> Exercise directions
All of the entries must be reproduced exactly, with no images carried over.

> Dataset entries
----
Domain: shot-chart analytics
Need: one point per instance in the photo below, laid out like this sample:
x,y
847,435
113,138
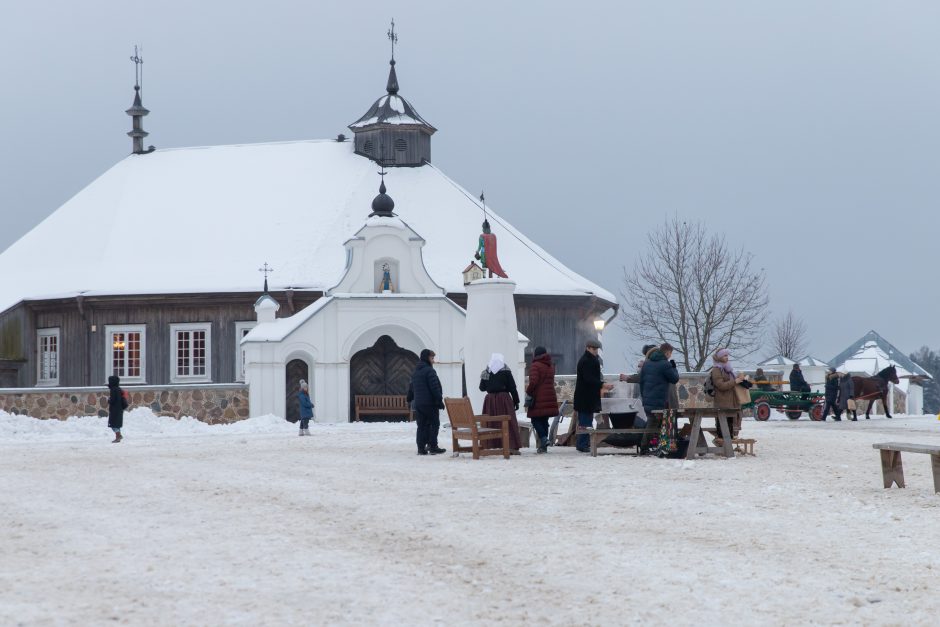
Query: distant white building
x,y
872,353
----
> Worked solution
Domain: shot-chart analytics
Need: one point per instance in the photo below, laid out like this sample:
x,y
847,435
113,138
Query: distant white building
x,y
872,353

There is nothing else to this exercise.